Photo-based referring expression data
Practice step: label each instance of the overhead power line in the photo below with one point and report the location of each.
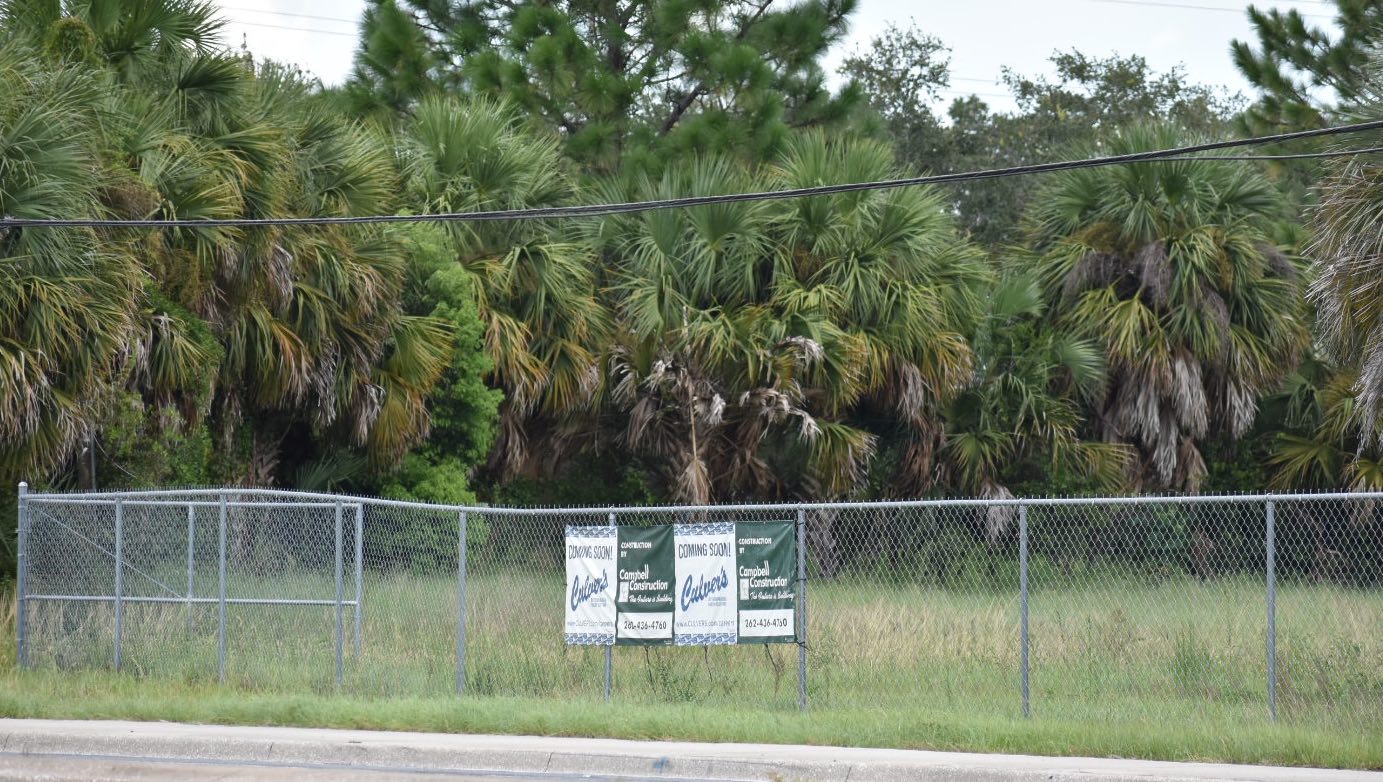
(1192, 7)
(606, 209)
(291, 28)
(342, 20)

What is being asked » Please copy every record above exactly, but leave the pictures out.

Output for this exercise »
Practice step: label each instance of the overhead power line in the photo below with one point and report the location of each.
(1192, 7)
(606, 209)
(291, 28)
(342, 20)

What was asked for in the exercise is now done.